-------- Given data --------

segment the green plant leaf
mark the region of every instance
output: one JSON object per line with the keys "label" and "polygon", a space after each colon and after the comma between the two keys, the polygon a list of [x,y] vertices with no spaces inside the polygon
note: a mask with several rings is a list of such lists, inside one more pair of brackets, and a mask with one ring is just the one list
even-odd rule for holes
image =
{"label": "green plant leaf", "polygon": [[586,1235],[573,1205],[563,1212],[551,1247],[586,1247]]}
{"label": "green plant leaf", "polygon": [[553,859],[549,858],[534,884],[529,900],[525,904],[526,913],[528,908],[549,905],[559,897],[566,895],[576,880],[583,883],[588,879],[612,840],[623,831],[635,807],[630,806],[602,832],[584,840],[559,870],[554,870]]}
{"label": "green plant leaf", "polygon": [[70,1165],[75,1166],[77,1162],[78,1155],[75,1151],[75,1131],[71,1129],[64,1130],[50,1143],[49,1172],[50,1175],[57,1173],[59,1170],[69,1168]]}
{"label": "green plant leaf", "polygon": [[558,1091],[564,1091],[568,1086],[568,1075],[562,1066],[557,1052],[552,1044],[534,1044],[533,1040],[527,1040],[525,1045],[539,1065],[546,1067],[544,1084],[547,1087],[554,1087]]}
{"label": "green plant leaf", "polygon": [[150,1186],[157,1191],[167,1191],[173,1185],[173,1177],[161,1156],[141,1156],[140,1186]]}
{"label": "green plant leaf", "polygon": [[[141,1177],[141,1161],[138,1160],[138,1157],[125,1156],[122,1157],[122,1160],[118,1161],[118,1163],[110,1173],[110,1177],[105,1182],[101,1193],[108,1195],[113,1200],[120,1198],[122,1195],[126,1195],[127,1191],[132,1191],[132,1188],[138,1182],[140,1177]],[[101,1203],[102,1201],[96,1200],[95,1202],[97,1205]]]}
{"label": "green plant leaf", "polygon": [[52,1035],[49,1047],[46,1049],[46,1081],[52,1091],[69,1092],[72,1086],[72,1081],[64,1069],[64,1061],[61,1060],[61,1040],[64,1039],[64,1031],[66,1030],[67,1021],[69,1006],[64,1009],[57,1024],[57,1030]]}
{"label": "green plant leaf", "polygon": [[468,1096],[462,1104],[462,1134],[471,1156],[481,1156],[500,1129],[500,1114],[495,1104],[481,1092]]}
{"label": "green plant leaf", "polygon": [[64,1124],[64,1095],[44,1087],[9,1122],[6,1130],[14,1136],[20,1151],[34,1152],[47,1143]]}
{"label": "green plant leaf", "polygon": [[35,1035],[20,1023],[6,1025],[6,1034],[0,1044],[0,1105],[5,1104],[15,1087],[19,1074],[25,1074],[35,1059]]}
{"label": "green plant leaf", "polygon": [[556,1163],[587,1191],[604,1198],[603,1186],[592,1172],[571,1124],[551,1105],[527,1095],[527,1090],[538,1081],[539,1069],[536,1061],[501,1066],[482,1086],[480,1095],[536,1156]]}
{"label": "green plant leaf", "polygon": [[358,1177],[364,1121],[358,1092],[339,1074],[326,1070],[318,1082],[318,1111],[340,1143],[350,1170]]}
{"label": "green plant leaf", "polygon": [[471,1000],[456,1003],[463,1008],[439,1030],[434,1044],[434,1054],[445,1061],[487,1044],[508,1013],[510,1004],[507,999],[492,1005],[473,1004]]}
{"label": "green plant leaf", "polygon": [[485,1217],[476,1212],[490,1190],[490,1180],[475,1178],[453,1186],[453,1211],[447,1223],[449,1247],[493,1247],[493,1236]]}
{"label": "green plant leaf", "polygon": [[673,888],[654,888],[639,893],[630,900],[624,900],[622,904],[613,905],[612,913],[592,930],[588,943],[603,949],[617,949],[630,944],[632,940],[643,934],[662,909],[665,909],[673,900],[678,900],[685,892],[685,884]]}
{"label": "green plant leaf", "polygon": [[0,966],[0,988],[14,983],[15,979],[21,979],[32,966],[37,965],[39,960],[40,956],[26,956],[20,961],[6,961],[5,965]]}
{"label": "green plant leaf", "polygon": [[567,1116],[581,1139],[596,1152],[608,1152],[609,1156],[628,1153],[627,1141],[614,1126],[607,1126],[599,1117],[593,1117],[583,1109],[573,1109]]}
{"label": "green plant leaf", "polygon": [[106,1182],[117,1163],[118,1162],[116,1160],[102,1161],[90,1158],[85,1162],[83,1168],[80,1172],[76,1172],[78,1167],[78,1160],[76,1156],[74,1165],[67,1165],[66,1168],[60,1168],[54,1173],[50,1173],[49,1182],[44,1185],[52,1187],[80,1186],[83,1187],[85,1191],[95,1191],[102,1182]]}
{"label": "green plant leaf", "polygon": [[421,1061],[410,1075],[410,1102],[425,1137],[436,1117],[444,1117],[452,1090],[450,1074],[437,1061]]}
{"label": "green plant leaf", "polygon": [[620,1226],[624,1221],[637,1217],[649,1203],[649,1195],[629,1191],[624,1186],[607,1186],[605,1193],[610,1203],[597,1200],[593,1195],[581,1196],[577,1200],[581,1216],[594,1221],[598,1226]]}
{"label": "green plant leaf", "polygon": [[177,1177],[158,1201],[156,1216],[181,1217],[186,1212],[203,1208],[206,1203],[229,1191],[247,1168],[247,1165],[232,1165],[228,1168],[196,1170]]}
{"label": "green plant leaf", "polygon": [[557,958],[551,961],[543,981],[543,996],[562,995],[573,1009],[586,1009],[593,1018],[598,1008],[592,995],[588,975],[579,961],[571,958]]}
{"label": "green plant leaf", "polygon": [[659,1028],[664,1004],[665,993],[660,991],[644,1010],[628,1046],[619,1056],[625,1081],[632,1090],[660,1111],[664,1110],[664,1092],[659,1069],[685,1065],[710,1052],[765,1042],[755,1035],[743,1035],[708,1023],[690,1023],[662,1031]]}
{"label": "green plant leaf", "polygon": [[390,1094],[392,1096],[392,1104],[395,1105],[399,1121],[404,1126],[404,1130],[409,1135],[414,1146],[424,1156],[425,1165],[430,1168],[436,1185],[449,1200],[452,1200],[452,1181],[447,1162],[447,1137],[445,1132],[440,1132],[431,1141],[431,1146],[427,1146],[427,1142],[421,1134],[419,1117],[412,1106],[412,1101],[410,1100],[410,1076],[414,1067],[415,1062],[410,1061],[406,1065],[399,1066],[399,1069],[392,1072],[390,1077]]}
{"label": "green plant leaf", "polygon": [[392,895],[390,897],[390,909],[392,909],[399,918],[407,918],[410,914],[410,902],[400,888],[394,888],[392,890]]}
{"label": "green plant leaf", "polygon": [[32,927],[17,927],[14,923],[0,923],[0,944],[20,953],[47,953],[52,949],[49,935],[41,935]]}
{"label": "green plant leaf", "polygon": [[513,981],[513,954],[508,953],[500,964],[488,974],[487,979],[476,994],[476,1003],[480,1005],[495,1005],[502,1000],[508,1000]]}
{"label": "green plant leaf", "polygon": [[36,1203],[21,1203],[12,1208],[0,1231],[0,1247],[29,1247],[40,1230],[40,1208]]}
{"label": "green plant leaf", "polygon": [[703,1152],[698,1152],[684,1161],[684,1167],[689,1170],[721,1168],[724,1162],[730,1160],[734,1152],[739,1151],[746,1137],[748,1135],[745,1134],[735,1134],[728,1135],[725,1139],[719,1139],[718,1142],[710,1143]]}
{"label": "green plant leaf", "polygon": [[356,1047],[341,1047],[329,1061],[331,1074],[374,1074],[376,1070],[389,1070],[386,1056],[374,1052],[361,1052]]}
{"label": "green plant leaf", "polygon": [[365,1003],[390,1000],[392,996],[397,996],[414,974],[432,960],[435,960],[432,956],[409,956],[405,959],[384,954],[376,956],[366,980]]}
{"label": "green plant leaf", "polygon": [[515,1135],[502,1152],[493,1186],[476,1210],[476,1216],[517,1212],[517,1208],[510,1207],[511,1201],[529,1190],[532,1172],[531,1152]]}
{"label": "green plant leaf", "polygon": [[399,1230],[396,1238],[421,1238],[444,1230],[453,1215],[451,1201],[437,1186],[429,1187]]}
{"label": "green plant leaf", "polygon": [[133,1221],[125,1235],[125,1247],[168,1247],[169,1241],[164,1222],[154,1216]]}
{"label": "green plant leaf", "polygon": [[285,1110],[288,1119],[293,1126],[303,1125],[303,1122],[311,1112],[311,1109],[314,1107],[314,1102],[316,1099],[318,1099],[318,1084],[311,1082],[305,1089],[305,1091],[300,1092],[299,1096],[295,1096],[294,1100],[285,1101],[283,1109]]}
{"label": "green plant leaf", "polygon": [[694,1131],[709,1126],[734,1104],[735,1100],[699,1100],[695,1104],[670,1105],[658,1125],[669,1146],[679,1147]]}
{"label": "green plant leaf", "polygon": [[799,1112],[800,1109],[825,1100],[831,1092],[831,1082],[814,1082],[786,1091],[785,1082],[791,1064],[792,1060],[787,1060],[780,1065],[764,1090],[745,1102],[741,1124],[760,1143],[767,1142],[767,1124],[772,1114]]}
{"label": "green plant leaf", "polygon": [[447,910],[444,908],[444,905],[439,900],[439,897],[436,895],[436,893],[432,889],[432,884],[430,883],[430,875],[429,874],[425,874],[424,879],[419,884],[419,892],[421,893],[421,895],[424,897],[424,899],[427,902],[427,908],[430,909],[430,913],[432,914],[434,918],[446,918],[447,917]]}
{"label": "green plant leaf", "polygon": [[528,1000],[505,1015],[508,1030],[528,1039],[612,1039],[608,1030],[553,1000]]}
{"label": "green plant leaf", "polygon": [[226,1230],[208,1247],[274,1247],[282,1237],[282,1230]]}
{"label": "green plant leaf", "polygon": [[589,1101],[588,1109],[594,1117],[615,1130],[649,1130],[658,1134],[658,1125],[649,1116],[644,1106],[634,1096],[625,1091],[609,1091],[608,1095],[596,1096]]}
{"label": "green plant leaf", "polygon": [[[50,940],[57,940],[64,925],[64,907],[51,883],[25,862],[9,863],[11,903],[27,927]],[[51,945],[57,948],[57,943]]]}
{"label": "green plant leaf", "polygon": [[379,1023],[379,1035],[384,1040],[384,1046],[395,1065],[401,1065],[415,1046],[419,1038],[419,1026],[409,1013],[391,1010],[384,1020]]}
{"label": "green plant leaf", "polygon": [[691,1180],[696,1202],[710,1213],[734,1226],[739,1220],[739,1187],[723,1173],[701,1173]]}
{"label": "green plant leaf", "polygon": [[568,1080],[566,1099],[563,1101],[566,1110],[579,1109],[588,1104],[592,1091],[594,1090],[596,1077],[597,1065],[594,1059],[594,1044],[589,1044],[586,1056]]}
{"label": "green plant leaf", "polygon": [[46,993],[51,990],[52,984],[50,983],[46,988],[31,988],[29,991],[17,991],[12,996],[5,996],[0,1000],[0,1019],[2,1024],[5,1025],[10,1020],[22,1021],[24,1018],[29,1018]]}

--------
-------- Given data --------

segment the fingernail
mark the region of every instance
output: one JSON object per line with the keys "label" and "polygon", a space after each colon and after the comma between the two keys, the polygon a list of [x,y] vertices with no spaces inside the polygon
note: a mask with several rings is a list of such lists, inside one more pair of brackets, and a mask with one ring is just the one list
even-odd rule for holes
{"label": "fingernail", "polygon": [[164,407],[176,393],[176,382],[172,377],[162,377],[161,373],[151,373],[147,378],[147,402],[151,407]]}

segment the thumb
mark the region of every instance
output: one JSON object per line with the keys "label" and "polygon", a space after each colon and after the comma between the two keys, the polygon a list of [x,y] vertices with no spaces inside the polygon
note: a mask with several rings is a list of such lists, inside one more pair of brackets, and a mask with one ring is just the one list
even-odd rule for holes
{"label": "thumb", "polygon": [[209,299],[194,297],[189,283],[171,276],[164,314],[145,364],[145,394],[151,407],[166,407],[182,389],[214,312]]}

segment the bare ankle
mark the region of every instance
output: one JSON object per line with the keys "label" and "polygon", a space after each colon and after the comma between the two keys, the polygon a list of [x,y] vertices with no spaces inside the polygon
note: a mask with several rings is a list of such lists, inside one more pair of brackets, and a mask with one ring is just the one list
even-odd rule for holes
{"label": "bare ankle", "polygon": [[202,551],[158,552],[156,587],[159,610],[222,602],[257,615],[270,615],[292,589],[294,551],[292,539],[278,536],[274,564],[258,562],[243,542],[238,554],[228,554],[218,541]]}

--------
-------- Given data --------

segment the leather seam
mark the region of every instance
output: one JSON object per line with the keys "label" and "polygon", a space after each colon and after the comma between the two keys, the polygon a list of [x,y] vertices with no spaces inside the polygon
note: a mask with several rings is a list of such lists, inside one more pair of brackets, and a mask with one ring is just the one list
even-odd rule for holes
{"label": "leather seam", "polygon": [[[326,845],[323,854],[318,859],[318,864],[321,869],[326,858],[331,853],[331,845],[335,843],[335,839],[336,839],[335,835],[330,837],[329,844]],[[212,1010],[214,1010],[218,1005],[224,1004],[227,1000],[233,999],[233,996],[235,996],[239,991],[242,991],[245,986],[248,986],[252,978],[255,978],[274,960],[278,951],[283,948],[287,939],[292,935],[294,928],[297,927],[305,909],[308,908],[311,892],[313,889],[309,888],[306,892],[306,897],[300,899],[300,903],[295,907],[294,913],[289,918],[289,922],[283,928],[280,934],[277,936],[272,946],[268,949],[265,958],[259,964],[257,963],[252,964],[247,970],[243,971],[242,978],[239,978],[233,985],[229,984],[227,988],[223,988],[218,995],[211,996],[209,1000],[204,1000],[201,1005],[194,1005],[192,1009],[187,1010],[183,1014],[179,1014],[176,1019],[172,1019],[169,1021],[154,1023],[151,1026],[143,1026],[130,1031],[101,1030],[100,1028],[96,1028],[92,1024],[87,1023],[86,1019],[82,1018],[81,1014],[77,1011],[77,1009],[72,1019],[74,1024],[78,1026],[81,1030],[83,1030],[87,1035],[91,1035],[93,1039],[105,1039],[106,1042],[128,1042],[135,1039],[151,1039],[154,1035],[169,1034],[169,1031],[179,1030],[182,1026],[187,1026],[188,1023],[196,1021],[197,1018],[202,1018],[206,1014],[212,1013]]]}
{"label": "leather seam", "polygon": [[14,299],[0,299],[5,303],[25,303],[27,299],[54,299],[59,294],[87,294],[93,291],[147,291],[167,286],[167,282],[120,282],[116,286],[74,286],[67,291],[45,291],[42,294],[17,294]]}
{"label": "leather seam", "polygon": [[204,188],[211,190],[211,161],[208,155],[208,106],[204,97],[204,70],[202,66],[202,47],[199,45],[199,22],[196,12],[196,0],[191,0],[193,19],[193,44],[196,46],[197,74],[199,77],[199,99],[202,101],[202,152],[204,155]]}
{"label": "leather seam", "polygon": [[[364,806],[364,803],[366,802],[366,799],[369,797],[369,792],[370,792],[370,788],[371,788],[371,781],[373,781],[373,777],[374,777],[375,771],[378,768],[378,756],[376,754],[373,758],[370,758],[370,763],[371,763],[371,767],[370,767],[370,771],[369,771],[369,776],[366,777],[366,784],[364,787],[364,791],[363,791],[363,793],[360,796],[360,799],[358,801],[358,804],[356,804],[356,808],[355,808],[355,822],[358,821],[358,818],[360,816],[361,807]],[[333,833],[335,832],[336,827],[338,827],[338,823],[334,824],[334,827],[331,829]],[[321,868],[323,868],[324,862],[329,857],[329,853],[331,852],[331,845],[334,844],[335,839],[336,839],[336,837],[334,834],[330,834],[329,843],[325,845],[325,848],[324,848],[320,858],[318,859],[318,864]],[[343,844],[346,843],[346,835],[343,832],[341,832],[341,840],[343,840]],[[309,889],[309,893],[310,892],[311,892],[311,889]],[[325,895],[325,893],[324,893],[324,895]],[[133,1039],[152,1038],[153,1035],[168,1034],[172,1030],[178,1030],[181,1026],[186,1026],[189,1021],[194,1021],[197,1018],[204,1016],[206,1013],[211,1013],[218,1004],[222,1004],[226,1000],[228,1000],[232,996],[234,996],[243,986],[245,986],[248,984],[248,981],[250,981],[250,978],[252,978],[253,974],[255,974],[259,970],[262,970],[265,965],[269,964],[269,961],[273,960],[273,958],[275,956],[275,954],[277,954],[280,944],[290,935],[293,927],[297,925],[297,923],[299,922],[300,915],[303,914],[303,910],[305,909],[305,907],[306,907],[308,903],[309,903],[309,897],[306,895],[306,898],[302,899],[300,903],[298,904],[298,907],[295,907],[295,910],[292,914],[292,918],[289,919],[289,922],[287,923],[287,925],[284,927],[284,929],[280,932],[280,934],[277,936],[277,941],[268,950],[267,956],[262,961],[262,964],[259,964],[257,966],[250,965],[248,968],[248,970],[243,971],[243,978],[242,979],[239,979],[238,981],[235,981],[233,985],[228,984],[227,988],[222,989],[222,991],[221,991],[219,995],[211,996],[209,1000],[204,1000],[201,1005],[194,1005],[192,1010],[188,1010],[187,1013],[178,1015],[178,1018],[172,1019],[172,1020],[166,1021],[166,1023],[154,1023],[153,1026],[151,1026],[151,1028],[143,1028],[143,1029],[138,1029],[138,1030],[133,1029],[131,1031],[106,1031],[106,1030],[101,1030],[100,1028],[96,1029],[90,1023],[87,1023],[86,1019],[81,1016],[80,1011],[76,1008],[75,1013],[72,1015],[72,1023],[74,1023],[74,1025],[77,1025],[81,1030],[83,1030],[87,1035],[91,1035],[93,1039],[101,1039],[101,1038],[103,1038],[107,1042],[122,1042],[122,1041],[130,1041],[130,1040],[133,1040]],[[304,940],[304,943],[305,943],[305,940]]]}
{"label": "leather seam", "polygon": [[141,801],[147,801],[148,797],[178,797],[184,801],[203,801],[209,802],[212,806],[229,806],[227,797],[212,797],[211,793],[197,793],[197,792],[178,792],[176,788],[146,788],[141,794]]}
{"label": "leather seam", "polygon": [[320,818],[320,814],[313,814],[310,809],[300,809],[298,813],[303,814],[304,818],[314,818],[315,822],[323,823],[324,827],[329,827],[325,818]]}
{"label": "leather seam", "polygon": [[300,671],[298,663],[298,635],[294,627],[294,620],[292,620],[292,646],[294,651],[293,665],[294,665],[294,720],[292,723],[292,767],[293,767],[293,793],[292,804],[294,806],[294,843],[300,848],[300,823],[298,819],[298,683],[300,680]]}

--------

## [Written exercise]
Pick out each line in the records above that contains the word "segment", and copy those lines.

## [Final result]
segment the green plant leaf
segment the fingernail
segment the thumb
segment the bare ankle
segment the leather seam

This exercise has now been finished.